> **Exercise goal**
Revise the variational Monte Carlo passage from "We can then" to "choice for $P(R)$?", putting "reasonable choice" in place of "natural choice".

A good Jastrow factor is critical for the correct treatment of the so called cusp conditions.

Cusp conditions¶

We want the local energy $E_L(R)$ to be a finite quantity:

$$\frac{H\Psi}{\Psi}=-\frac{1}{2}\sum_i\frac{\nabla_i^2 \Psi}{\Psi}-\frac{Z}{R_{ij}}$$

For small interparticles distances the potential energy diverges, we need then to ensure that (Kato's condition):

$$\frac{\Psi'}{\Psi}\Bigr|_{\{R_{i\alpha} \mid R_{ij}\}=0}=\{-Z \mid \frac{1}{2}\}$$

VMC with uniform sampling¶

Hydrogen atom solution¶

As an example, lets compute the variational energy of the hydrogen atom. Recall the expression:

$$E_v=\frac{\int dR \Psi(R)^2 E_L(R)}{\int dR \Psi(R)^2}$$

We can then use importance sampling:

$$E_v=\frac{\int dR \frac{\Psi(R)^2}{P(R)}P(R) E_L(R)}{\int dR \frac{\Psi(R)^2}{P(R)}P(R)}$$

Question¶

What is a natural choice for $P(R)$?

> **Extracted records**

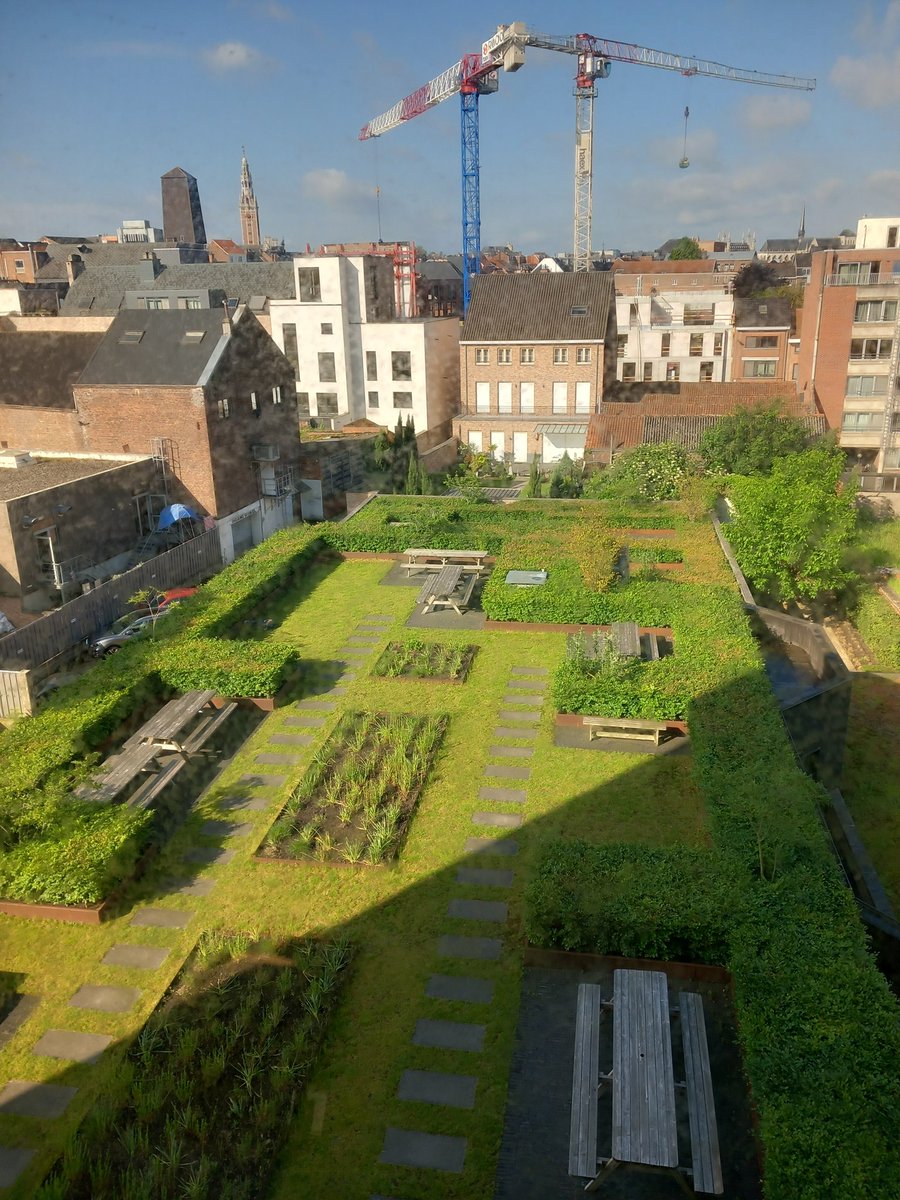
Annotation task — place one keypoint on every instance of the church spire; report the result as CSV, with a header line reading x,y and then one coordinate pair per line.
x,y
249,207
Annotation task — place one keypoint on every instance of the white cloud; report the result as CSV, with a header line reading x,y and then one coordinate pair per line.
x,y
234,57
765,114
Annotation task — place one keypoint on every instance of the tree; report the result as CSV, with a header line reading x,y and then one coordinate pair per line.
x,y
793,527
685,247
749,441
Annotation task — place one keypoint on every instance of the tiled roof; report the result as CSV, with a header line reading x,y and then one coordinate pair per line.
x,y
538,306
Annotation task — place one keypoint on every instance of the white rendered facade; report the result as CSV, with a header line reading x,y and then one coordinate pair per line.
x,y
353,358
673,336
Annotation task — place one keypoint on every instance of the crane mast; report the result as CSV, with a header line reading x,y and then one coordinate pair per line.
x,y
475,75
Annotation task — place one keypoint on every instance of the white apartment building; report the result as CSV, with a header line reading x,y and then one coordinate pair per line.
x,y
673,336
354,358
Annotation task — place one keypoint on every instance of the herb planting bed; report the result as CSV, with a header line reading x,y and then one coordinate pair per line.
x,y
358,796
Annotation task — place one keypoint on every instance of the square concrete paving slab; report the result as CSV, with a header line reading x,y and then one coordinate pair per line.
x,y
498,820
502,847
71,1045
478,910
510,751
22,1098
145,958
438,1087
209,856
449,1036
505,795
13,1161
484,877
102,999
504,771
162,918
438,1151
465,989
456,946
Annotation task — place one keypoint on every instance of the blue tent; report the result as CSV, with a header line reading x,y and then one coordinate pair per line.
x,y
173,513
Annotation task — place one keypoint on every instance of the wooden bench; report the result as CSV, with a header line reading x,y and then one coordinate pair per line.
x,y
586,1078
624,727
707,1168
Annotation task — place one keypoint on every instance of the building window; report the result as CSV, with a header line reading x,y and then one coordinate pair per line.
x,y
875,310
401,366
291,352
867,385
870,348
760,369
309,287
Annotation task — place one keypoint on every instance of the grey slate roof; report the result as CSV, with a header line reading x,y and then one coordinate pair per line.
x,y
538,307
102,289
773,312
40,369
162,357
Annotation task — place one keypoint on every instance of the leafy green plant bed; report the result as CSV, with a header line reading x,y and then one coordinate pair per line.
x,y
357,799
204,1097
415,659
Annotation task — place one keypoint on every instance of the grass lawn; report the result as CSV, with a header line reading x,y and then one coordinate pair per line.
x,y
871,772
393,915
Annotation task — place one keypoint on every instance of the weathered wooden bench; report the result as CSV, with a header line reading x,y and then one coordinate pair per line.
x,y
624,727
586,1078
707,1168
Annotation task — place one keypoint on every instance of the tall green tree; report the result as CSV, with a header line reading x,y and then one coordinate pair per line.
x,y
685,247
792,528
749,441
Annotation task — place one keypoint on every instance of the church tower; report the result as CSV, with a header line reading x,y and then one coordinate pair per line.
x,y
250,210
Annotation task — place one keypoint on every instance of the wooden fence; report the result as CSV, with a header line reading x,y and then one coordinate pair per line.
x,y
95,611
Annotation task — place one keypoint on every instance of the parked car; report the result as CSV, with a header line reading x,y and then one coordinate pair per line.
x,y
117,637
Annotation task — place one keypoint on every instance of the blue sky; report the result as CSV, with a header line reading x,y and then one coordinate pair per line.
x,y
101,99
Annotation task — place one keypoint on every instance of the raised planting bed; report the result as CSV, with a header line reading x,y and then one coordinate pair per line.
x,y
204,1099
414,659
359,793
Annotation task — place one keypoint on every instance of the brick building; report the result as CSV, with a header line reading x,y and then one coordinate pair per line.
x,y
850,341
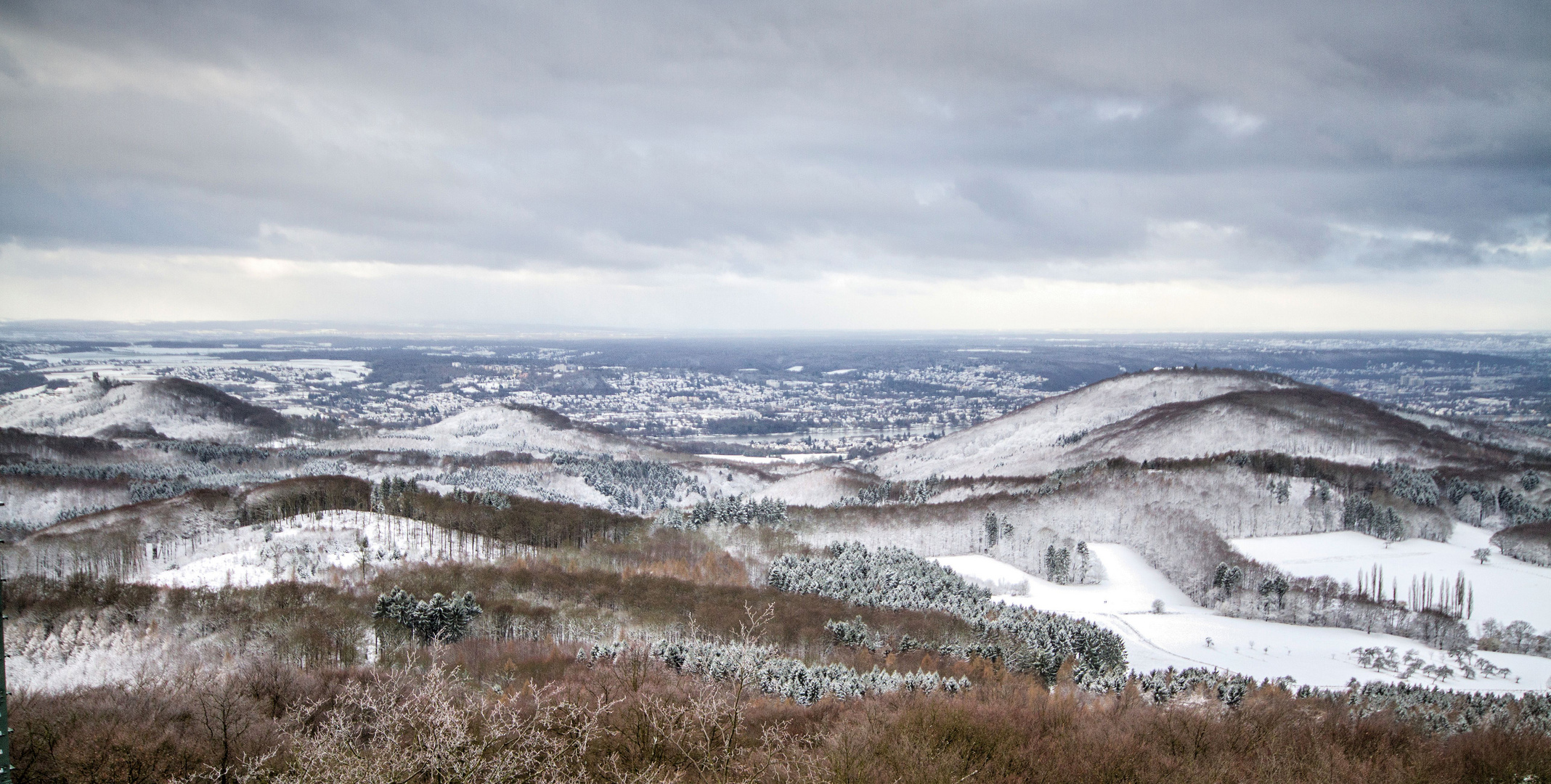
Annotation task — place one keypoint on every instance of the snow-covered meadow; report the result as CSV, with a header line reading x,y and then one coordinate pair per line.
x,y
1185,634
1505,589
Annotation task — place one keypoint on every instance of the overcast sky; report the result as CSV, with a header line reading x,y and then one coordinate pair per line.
x,y
830,165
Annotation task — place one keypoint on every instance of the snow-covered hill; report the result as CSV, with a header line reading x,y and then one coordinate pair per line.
x,y
506,428
1502,588
171,408
1187,636
1182,414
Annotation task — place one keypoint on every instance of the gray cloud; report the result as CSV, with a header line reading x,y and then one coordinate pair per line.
x,y
782,139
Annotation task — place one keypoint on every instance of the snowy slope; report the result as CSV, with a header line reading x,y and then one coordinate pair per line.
x,y
501,428
1505,589
168,407
1184,414
816,487
1025,441
315,546
1178,637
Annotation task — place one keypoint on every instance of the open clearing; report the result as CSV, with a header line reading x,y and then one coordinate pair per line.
x,y
1179,636
1505,589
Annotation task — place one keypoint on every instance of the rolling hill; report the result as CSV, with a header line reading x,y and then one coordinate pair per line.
x,y
166,408
505,428
1181,414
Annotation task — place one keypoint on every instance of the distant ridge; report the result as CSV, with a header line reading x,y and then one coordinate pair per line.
x,y
1185,412
165,408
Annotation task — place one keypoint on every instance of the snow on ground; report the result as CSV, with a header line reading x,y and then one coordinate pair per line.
x,y
751,459
1505,589
1027,442
487,428
89,409
1179,636
311,546
818,487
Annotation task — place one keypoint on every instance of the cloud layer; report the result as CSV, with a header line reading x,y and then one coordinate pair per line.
x,y
664,147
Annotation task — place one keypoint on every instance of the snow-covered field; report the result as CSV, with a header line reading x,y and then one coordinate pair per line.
x,y
1505,589
489,428
1185,634
315,546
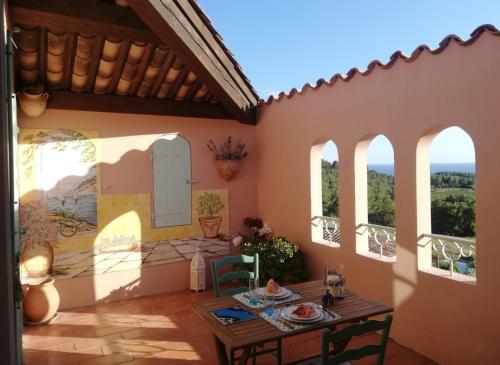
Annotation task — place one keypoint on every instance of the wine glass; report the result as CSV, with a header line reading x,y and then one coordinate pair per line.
x,y
253,285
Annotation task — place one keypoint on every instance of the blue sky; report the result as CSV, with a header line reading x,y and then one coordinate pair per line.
x,y
284,44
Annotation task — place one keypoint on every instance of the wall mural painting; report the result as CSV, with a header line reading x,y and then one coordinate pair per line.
x,y
59,193
66,178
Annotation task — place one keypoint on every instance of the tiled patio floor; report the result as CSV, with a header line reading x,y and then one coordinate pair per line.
x,y
159,329
72,265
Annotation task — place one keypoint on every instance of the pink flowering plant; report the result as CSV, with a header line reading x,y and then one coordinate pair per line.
x,y
279,259
34,224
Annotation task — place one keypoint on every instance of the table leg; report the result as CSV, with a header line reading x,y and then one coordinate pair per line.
x,y
244,356
220,348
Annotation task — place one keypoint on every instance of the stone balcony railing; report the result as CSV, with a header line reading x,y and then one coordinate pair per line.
x,y
453,253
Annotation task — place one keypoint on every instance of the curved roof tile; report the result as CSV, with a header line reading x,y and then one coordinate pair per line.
x,y
392,59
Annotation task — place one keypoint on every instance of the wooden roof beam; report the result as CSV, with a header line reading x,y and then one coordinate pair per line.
x,y
66,100
169,22
82,16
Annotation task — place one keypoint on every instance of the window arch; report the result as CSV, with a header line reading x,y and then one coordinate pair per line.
x,y
325,193
446,199
375,203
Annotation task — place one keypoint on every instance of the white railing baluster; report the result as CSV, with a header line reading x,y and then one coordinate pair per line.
x,y
382,237
452,249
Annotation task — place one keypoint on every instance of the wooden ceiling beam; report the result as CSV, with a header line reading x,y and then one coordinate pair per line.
x,y
82,16
67,100
170,24
120,62
94,64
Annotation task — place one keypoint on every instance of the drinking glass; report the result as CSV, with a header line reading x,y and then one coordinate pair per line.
x,y
269,305
253,285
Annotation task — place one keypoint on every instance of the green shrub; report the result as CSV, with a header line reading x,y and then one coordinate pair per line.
x,y
278,259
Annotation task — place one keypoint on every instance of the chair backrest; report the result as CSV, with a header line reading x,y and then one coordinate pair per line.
x,y
233,275
358,329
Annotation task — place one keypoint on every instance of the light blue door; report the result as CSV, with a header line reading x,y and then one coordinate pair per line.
x,y
172,181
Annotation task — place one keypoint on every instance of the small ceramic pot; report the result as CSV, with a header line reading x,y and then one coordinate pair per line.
x,y
33,105
227,169
210,226
41,302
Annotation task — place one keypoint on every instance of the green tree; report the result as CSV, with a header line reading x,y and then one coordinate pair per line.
x,y
454,215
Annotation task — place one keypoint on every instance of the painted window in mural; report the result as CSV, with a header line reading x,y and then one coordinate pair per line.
x,y
63,164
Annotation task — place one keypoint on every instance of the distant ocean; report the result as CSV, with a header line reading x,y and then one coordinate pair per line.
x,y
435,167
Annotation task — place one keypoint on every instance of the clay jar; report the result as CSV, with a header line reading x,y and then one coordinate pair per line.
x,y
227,169
32,102
41,301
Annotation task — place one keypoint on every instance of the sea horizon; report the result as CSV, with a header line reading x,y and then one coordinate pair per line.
x,y
435,167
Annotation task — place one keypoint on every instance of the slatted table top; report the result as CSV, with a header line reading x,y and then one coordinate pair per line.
x,y
241,334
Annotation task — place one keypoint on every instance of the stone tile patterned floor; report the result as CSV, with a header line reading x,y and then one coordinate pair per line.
x,y
92,262
158,330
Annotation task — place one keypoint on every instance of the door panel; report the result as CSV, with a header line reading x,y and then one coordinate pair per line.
x,y
172,181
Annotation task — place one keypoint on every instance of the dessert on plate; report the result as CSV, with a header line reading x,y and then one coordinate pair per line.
x,y
272,287
304,311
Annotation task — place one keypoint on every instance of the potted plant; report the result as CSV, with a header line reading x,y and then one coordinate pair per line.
x,y
209,208
228,157
41,300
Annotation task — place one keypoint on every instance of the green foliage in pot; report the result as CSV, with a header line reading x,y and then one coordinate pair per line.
x,y
278,259
209,205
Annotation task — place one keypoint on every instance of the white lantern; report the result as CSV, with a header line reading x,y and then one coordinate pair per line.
x,y
198,272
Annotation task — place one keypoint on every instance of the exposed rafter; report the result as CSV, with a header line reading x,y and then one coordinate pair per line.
x,y
177,25
82,16
67,100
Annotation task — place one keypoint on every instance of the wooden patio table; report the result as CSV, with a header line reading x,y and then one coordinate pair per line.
x,y
243,335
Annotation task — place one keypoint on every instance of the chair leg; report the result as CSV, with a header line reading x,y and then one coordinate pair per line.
x,y
278,352
231,357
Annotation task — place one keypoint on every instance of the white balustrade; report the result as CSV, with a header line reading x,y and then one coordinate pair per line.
x,y
452,249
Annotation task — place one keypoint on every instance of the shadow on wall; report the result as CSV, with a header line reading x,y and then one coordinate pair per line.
x,y
111,234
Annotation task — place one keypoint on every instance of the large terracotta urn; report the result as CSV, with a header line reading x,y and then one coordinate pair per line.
x,y
210,226
37,258
33,102
41,301
227,169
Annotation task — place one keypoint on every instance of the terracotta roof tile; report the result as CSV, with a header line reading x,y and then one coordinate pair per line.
x,y
398,55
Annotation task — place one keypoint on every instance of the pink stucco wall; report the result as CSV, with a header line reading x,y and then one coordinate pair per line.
x,y
451,321
126,145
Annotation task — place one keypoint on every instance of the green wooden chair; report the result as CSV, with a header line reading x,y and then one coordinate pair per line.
x,y
233,276
342,356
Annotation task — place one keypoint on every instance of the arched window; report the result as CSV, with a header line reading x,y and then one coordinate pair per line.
x,y
449,211
325,194
376,235
172,181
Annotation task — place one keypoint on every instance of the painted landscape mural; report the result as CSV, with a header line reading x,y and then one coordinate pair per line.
x,y
66,179
69,229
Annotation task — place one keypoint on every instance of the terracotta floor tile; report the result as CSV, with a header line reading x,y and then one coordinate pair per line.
x,y
159,329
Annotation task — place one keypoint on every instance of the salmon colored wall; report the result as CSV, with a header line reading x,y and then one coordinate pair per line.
x,y
450,321
126,184
126,145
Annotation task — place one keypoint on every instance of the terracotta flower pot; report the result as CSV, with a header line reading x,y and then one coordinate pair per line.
x,y
227,169
41,302
37,258
33,104
210,226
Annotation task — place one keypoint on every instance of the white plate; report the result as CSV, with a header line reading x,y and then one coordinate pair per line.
x,y
282,293
287,313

> **Exercise response**
We can then use importance sampling:

$$E_v=\frac{\int dR \frac{\Psi(R)^2}{P(R)}P(R) E_L(R)}{\int dR \frac{\Psi(R)^2}{P(R)}P(R)}$$

Question¶

What is a reasonable choice for $P(R)$?